Tally the rows below that contain the string "background" and reply with only that number.

## Items listed in a dataset
## Begin

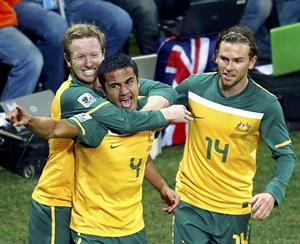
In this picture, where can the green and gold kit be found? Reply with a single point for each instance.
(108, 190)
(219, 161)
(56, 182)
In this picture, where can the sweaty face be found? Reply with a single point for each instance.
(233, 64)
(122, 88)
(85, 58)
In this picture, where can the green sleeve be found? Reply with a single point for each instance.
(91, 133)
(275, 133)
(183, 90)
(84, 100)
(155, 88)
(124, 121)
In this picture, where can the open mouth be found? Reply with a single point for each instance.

## End
## Begin

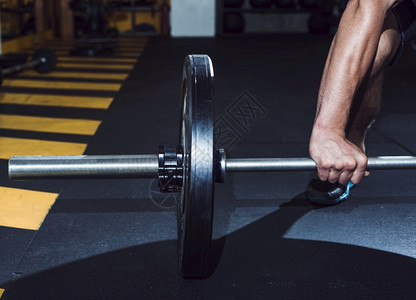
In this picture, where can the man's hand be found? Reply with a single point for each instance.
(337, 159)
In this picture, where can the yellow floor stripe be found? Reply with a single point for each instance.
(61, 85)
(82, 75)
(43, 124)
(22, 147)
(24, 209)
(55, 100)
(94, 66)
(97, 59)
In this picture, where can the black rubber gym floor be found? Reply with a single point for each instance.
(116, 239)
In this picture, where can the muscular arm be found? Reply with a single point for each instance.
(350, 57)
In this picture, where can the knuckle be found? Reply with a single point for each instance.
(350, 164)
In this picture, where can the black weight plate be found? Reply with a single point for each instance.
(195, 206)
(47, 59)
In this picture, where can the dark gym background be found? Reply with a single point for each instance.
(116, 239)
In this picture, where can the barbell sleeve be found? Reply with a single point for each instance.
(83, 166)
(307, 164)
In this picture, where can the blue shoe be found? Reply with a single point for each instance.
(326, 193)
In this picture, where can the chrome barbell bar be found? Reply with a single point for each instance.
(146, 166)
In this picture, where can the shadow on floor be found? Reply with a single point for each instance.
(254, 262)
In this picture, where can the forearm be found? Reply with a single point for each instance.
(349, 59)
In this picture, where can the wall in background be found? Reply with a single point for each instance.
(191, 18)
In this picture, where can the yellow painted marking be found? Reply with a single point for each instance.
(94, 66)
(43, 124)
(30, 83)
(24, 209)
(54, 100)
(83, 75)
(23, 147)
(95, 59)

## End

## Completed task
2